Object point labels —

━━━

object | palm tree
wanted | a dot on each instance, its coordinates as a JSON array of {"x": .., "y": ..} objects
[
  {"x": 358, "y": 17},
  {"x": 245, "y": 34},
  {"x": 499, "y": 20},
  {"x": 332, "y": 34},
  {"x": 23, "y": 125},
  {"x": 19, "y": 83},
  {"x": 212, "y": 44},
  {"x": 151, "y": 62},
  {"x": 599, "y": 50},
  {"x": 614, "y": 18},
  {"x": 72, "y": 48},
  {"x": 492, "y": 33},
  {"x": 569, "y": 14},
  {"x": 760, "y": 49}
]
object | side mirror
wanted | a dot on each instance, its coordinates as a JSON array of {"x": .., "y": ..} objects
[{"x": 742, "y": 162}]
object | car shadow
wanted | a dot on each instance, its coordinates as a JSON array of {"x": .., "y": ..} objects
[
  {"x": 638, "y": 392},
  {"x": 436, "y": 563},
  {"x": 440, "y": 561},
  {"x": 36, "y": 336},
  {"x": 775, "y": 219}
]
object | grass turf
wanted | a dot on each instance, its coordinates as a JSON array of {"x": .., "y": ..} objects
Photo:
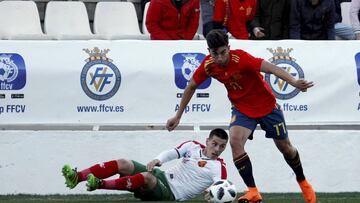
[{"x": 350, "y": 197}]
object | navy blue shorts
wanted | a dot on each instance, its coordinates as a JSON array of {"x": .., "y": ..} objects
[{"x": 273, "y": 124}]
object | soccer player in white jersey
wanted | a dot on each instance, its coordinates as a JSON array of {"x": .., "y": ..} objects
[{"x": 200, "y": 167}]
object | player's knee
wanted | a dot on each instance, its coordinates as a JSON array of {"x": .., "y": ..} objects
[
  {"x": 125, "y": 166},
  {"x": 149, "y": 179}
]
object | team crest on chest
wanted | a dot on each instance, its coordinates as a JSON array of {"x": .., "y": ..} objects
[{"x": 202, "y": 163}]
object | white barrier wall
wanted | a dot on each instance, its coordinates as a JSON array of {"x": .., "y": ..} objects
[
  {"x": 31, "y": 161},
  {"x": 140, "y": 82}
]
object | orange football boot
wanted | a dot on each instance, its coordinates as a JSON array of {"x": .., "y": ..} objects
[
  {"x": 251, "y": 196},
  {"x": 308, "y": 192}
]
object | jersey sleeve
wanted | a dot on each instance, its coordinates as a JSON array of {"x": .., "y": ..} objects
[
  {"x": 252, "y": 63},
  {"x": 200, "y": 74},
  {"x": 183, "y": 148}
]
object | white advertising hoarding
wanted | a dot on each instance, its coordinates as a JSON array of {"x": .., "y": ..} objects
[{"x": 140, "y": 82}]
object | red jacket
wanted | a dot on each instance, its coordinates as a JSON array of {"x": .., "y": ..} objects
[
  {"x": 165, "y": 22},
  {"x": 235, "y": 15}
]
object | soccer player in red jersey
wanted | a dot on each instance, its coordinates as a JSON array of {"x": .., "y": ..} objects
[
  {"x": 199, "y": 168},
  {"x": 252, "y": 103}
]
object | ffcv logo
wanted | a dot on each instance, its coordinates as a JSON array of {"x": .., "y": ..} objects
[
  {"x": 185, "y": 65},
  {"x": 100, "y": 78}
]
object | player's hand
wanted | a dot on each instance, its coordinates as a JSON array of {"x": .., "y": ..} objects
[
  {"x": 303, "y": 85},
  {"x": 172, "y": 123},
  {"x": 150, "y": 166},
  {"x": 207, "y": 196}
]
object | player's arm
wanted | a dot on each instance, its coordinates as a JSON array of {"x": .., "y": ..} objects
[
  {"x": 301, "y": 84},
  {"x": 187, "y": 95}
]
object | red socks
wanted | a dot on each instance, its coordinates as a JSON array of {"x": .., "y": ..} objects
[
  {"x": 105, "y": 170},
  {"x": 129, "y": 183}
]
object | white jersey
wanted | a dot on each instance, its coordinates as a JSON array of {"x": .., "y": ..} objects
[{"x": 195, "y": 173}]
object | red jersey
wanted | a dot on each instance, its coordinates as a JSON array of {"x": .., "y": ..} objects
[
  {"x": 234, "y": 14},
  {"x": 246, "y": 88}
]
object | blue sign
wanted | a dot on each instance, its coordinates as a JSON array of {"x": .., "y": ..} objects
[
  {"x": 185, "y": 65},
  {"x": 12, "y": 72}
]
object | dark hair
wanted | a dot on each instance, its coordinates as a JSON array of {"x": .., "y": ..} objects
[
  {"x": 219, "y": 132},
  {"x": 217, "y": 38}
]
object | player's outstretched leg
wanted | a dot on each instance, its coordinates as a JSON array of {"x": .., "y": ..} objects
[
  {"x": 70, "y": 175},
  {"x": 251, "y": 196},
  {"x": 93, "y": 182},
  {"x": 308, "y": 191}
]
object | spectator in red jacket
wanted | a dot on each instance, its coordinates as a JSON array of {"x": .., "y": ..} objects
[
  {"x": 233, "y": 15},
  {"x": 173, "y": 19}
]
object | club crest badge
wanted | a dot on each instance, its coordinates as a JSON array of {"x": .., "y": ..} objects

━━━

Description of the task — Please rewrite the material from the line containing "object | club crest badge" through its end, both included, with "badge" changed to "patch" and everything else left as it is.

Full answer —
object | club crest patch
wanted | a dot on each instance, its coordinates as a JSON array of {"x": .., "y": ..} objects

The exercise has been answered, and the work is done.